Record di input:
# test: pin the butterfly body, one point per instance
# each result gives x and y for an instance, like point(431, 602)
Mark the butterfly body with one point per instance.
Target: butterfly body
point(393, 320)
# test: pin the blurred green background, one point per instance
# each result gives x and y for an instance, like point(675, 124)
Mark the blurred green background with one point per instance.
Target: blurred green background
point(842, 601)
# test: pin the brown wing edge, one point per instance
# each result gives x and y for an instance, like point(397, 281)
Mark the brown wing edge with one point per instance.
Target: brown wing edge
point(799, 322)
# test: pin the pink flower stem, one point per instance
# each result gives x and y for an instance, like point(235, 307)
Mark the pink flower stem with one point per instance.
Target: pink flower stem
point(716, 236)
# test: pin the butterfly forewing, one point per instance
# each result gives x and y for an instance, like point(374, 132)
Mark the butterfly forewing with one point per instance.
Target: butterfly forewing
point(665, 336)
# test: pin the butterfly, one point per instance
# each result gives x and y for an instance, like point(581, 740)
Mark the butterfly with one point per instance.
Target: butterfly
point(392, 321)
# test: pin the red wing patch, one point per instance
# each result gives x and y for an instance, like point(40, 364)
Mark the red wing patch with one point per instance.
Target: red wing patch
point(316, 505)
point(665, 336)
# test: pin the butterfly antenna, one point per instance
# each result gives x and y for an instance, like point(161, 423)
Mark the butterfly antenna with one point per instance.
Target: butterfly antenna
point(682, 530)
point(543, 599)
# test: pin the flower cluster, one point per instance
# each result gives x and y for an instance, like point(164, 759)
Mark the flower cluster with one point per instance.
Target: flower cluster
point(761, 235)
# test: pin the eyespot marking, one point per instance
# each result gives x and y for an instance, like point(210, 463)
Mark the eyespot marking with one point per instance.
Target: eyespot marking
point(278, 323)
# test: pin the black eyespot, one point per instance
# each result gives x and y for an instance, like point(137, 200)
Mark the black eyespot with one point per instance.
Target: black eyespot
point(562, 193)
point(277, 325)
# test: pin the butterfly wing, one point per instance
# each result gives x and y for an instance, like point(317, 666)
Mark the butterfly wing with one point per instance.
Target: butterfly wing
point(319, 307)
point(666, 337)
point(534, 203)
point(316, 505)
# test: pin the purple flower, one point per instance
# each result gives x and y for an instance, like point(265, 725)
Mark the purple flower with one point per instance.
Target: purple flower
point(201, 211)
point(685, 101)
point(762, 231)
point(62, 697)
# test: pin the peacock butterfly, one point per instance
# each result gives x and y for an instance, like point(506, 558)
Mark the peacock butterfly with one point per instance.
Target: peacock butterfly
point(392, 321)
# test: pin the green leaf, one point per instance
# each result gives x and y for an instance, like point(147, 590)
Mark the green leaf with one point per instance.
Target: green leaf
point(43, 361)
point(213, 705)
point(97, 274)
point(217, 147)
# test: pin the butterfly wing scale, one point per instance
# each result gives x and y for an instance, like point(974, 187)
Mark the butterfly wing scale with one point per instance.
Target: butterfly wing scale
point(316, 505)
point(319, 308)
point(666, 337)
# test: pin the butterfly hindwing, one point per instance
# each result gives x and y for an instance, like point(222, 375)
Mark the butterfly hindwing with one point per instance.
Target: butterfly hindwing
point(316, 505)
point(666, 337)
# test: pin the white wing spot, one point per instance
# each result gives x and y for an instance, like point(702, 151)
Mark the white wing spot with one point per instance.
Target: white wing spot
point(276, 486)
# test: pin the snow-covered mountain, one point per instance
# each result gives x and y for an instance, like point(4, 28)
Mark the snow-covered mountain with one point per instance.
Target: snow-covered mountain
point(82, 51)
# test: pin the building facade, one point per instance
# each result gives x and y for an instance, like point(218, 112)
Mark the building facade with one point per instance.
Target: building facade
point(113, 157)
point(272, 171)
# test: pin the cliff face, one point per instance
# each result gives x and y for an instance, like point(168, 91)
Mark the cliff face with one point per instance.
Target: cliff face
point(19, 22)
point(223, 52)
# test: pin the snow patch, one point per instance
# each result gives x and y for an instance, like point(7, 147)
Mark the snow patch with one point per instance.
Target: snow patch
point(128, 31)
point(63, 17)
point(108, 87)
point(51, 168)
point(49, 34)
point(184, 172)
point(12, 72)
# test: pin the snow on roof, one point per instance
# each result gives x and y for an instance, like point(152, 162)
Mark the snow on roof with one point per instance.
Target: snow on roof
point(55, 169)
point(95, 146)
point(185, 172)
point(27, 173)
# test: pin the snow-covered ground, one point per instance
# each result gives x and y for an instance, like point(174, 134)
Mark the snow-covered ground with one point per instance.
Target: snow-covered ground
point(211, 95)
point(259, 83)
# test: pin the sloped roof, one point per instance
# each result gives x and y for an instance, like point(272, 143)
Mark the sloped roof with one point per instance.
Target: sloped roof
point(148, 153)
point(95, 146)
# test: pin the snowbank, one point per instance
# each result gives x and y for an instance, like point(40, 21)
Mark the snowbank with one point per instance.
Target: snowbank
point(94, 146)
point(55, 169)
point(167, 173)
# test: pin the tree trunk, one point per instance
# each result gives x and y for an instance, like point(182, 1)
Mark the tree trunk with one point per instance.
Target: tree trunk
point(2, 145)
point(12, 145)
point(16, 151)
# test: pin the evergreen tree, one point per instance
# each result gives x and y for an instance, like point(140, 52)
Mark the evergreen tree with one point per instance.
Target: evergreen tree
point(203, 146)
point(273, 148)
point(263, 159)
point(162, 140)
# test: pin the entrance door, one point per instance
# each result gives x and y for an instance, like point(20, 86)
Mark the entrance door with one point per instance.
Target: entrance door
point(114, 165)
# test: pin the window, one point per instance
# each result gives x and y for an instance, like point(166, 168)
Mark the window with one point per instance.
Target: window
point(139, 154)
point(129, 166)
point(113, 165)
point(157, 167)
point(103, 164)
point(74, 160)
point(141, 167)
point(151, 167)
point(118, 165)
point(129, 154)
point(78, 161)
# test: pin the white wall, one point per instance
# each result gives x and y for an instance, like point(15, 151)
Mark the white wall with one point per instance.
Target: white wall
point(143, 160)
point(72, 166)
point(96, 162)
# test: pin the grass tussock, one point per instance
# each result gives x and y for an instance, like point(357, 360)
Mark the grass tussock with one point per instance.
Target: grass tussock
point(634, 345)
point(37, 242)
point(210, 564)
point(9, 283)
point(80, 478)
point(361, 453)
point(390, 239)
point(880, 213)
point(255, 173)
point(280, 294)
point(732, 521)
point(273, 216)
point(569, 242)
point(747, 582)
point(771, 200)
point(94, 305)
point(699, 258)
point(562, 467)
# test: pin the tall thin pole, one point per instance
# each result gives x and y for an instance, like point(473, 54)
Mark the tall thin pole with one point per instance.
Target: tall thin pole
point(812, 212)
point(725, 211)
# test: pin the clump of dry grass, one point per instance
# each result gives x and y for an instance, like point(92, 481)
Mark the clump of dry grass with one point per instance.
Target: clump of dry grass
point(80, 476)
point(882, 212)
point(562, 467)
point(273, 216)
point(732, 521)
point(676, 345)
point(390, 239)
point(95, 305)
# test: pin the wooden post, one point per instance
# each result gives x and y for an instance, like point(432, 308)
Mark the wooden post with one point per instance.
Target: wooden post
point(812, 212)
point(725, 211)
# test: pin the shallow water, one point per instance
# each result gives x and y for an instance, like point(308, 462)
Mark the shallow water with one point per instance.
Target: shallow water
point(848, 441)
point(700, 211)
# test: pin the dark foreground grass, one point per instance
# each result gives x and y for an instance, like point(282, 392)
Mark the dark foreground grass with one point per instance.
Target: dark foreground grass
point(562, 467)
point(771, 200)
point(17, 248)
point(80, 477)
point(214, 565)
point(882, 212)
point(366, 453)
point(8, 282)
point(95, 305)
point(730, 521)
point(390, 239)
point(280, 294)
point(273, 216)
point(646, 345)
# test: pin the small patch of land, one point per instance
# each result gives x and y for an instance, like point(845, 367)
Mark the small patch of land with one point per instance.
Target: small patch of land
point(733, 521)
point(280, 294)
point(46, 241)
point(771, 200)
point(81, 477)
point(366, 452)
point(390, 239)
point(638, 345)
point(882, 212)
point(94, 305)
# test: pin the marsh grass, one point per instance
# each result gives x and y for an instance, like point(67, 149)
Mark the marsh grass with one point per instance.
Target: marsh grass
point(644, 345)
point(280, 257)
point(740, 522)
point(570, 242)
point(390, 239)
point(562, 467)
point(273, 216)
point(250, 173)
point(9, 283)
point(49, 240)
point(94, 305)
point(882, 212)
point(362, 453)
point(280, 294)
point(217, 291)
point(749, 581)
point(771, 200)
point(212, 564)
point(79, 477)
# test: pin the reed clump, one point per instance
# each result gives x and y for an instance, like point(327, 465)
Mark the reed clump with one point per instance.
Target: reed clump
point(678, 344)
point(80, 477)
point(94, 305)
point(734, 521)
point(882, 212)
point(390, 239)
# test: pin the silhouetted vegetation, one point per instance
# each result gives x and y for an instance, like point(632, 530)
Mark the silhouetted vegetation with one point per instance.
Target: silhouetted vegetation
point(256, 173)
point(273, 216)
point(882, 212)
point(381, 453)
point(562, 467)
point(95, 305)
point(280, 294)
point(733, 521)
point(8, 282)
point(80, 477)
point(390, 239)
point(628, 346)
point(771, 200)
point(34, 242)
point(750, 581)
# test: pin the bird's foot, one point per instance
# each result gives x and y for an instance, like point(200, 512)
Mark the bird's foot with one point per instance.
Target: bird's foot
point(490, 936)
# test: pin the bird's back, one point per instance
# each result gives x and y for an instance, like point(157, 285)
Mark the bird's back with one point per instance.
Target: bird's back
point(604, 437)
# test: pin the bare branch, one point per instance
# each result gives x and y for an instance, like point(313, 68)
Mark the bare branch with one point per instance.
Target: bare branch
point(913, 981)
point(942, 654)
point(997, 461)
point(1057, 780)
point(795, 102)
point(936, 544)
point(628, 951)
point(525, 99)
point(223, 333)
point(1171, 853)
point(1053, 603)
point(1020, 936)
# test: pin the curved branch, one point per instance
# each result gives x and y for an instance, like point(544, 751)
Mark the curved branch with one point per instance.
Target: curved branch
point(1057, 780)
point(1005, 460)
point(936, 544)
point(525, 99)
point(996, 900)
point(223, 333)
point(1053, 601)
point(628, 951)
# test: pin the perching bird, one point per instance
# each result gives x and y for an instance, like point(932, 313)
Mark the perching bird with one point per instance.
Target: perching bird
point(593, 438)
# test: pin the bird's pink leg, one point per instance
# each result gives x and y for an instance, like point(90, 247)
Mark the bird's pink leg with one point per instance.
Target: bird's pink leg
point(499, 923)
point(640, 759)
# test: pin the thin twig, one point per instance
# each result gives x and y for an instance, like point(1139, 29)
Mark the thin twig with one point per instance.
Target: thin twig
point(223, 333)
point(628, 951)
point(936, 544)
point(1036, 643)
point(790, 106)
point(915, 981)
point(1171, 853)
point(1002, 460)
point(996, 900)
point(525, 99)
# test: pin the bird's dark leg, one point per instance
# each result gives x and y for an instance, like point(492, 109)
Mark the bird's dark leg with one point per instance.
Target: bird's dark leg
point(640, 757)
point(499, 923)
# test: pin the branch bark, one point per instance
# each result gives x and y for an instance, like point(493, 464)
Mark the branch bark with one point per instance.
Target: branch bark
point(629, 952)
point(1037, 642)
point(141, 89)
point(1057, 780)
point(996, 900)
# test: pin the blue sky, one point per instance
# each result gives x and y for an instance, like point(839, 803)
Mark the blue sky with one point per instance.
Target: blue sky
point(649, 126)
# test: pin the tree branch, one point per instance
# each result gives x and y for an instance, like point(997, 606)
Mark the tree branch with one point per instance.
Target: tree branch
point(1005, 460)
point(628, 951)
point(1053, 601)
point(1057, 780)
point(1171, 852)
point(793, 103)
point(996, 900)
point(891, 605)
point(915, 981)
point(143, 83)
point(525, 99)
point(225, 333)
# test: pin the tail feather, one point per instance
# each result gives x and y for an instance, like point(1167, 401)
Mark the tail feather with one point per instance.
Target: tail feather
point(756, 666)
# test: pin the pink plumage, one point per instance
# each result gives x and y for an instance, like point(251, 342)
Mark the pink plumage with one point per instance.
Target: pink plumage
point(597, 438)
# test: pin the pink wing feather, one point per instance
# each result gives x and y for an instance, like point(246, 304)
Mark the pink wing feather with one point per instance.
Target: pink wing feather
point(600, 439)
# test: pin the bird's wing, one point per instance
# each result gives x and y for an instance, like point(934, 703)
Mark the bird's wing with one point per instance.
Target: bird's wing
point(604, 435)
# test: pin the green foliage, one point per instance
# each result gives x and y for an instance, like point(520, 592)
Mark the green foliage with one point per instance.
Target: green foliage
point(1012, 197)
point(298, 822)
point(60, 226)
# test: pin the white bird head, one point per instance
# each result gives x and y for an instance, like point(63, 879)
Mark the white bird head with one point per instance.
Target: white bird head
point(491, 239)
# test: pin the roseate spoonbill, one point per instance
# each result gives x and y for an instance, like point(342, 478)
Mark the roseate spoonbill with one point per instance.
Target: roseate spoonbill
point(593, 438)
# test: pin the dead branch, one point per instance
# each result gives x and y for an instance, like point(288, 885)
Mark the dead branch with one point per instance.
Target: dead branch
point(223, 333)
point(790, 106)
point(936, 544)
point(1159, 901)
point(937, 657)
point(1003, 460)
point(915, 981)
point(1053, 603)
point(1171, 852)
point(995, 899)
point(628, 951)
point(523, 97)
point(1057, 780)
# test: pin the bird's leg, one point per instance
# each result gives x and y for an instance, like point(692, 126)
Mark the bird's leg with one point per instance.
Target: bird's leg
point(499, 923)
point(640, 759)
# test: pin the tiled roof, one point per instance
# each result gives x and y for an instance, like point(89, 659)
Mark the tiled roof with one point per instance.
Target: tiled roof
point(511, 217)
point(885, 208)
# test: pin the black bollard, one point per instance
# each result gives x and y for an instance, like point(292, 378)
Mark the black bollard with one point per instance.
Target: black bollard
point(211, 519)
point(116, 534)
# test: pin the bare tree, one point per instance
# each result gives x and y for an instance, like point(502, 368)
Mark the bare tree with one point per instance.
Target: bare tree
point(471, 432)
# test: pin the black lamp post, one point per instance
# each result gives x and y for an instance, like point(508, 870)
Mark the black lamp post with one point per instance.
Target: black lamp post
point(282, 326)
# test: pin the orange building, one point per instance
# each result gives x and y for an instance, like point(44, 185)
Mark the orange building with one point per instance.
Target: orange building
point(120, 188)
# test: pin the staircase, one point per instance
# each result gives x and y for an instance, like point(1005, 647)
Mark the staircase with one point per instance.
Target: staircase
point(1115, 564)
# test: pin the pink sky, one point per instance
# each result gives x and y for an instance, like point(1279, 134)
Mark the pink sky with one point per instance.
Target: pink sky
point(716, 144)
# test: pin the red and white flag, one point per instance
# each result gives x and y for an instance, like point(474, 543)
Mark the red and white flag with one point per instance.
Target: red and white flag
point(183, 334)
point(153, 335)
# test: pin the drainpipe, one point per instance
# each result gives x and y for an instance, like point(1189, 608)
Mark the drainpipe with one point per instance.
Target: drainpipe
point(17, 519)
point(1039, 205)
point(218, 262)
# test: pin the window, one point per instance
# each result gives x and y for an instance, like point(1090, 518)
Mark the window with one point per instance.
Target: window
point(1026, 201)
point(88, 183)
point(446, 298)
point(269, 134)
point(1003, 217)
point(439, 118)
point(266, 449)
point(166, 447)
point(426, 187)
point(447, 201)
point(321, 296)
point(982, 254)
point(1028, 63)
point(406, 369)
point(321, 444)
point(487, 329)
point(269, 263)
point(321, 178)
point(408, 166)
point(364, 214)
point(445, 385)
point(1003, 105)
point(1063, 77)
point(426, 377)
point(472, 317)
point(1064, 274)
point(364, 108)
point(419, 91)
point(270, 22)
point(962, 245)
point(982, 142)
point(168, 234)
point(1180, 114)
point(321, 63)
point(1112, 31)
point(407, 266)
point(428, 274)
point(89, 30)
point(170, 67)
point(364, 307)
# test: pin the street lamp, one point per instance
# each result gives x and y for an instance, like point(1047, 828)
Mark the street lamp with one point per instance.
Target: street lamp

Attività da svolgere: Partendo dalla riga che contiene "# test: pin the bare branch, one" e proseguendo fino alla riga che contiene "point(1020, 936)", riscrivi tutte queste righe, richieste comprese, moltiplicando per 2,45 le coordinate x e y di ogni punto nelle risposte e arrotondando all'intero più vicino, con le metà per eccesso. I numeri presenti nelle richieste, inclusi gli esempi di formato, restano invariati.

Risposta all'attività:
# test: pin the bare branch, one point per instance
# each result gives x and y for an instance, like point(313, 68)
Mark the bare branch with one point per instance.
Target: bare branch
point(2237, 2403)
point(2308, 1602)
point(2443, 1129)
point(2590, 1911)
point(1948, 250)
point(2293, 1333)
point(1539, 2330)
point(1286, 243)
point(546, 816)
point(2869, 2090)
point(2580, 1477)
point(2499, 2293)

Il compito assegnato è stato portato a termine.